Point-per-instance localization data:
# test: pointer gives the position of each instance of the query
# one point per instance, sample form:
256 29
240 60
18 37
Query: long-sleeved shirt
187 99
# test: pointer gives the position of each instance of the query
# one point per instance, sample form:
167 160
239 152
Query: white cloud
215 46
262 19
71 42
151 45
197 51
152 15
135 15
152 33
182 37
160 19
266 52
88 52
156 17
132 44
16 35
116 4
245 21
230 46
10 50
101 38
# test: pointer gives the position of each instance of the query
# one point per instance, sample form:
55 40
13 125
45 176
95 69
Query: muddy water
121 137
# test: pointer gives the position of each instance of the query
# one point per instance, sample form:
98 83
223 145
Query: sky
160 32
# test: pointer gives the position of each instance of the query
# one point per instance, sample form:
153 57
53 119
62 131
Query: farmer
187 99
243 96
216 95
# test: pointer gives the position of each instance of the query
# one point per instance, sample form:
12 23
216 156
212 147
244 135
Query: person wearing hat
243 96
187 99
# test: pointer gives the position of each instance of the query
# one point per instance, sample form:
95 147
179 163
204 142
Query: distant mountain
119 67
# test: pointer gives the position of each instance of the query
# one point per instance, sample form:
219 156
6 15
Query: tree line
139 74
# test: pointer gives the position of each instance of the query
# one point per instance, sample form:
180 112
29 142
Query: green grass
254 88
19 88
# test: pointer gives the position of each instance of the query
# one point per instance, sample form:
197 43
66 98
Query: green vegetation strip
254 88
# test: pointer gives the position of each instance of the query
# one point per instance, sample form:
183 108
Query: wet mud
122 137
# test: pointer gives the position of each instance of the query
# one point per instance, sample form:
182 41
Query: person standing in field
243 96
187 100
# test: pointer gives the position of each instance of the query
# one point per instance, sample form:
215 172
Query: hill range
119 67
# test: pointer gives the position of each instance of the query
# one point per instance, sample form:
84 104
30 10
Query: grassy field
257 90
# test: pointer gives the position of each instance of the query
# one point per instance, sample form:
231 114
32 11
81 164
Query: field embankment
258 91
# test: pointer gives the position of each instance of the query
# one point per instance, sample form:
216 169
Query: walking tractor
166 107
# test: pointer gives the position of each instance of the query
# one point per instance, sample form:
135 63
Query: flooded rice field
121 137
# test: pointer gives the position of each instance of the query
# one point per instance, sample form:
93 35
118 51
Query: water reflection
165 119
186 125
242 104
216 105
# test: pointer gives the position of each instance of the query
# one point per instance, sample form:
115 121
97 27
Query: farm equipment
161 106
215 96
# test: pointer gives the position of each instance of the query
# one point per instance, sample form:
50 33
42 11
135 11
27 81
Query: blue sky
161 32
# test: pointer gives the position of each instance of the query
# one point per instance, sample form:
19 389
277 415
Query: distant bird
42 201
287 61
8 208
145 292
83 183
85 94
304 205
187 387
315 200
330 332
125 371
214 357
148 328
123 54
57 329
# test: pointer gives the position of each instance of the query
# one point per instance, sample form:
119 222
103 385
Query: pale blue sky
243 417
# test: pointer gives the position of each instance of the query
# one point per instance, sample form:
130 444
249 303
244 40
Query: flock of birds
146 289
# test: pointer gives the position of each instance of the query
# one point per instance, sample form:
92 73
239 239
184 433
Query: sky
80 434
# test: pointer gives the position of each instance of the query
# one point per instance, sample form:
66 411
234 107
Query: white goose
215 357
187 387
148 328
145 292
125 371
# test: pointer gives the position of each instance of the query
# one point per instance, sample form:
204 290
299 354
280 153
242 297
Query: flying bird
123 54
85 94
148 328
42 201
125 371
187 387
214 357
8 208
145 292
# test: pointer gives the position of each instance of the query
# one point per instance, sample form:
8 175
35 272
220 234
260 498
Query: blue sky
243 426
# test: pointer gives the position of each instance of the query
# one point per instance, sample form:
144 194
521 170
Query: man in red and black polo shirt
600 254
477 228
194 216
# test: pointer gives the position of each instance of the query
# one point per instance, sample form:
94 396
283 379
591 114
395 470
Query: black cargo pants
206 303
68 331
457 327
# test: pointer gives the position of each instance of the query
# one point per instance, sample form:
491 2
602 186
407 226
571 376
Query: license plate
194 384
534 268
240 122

** INSTRUCTIONS FOR THE TASK **
Every line of the data should be copied exactly.

** EXERCISE SOLUTION **
# test: pointer gives the position of each instance of the query
# one point per instance, sample form:
256 29
240 60
18 37
Query: long-sleeved shirt
187 99
# test: pointer gives the position of each instance of the query
# one point per instance, sample form:
167 160
239 152
Query: white cloud
215 46
262 19
71 42
151 45
197 51
152 15
135 15
152 33
182 37
160 19
266 52
88 52
156 17
132 44
16 35
116 4
245 21
230 46
10 50
101 38
# test: pointer gives the position of each instance of the query
# one point per instance, sample form:
55 40
13 125
45 176
95 69
Query: muddy water
121 137
# test: pointer gives the position of each instance of the query
# one point per instance, sample form:
98 83
223 145
Query: sky
160 32
# test: pointer gives the position of each instance of the query
# one point per instance, sample form:
153 57
53 119
62 131
Query: farmer
187 99
243 96
216 95
# test: pointer gives the position of each instance of the query
# one point per instance, sample form:
12 23
216 156
212 147
244 135
Query: person wearing hat
243 96
187 99
# test: pointer gives the position of each instance of the query
# one point per instance, sample form:
95 147
179 163
204 142
Query: distant mountain
119 67
# test: pointer gives the position of each instance of the query
# one point per instance, sample form:
219 156
6 15
Query: tree line
139 74
# test: pointer gives the position of each instance of the query
# one point per instance, sample form:
180 112
29 142
Query: green grass
254 88
19 88
# test: pointer gives the position of each instance of the query
# one point per instance, sample form:
197 43
66 98
Query: green vegetation strip
254 88
# test: pointer gives the position of each instance of the query
# one point per instance, sample form:
183 108
Query: wet mud
122 137
# test: pointer gives the position of each instance of the query
# one point per instance, sample form:
182 41
Query: person standing in field
243 96
187 100
# test: pointer gives the position of each instance of the query
# one point per instance, sample form:
215 172
Query: hill range
119 67
# test: pointer gives the position of each instance of the query
# one point per instance, sample form:
84 104
30 10
Query: grassy field
257 90
# test: pointer gives the position of each instance of the query
# one point per instance, sample form:
231 114
32 11
81 164
Query: field embankment
258 91
# test: pointer gives the position of each instance of the query
# one point per instance, sample form:
216 169
Query: walking tractor
166 107
# test: pointer gives the position of each instance of the query
# one point per instance, sample form:
135 63
Query: flooded rice field
121 137
# test: pointer gives the position of each instance of the query
# one point per instance, sample form:
93 35
118 51
Query: water reflection
165 119
186 125
242 104
216 105
# test: pointer gives the position of each instance of the query
# one point per instance, sample form:
115 121
97 27
Query: farm equipment
161 106
215 96
# test: pointer gives the position of each instance of the query
# one point per instance, sample form:
50 33
42 11
135 11
27 81
Query: blue sky
161 32
# test: pointer gives the position of each instance of the query
# one point per instance, sample form:
19 389
277 415
Query: distant bird
42 201
287 61
8 208
145 292
83 183
85 94
304 205
187 387
315 200
330 332
125 371
214 357
148 328
123 54
57 329
# test: pointer gives the position of each instance of the query
# one point per instance, sample form:
119 222
103 385
Query: pale blue sky
243 417
# test: pointer gives the position of each instance of the query
# one point per instance, sample form:
130 444
249 303
244 40
Query: flock of birds
146 289
# test: pointer gives the position of each instance of the query
# one point per instance, sample form:
92 73
239 239
184 433
Query: sky
80 434
# test: pointer gives the position of each instance of the query
# one point per instance, sample form:
66 411
234 107
Query: white goose
215 357
187 387
148 328
145 292
125 371
# test: pointer gives the position of each instance of the query
# one point per instance, sample form:
204 290
299 354
280 153
242 297
Query: flying bird
123 54
85 94
148 328
42 201
125 371
187 387
214 357
8 208
145 292
# test: pointer gives the position of each instance of the query
# one point per instance, sample form:
8 175
35 272
220 234
260 498
Query: blue sky
243 426
# test: pointer gives the position of each instance of the query
# one point per instance, sample form:
144 194
521 170
Query: man in red and black polo shirt
600 254
477 228
194 216
# test: pointer gives the position of each instance of the query
# one point per instance, sample form:
94 396
283 379
591 114
395 470
Query: black cargo pants
206 303
68 331
457 327
# test: pointer gives the position of each instance of the query
# one point per instance, sample form:
491 2
602 186
407 226
571 376
Query: license plate
194 384
534 268
240 122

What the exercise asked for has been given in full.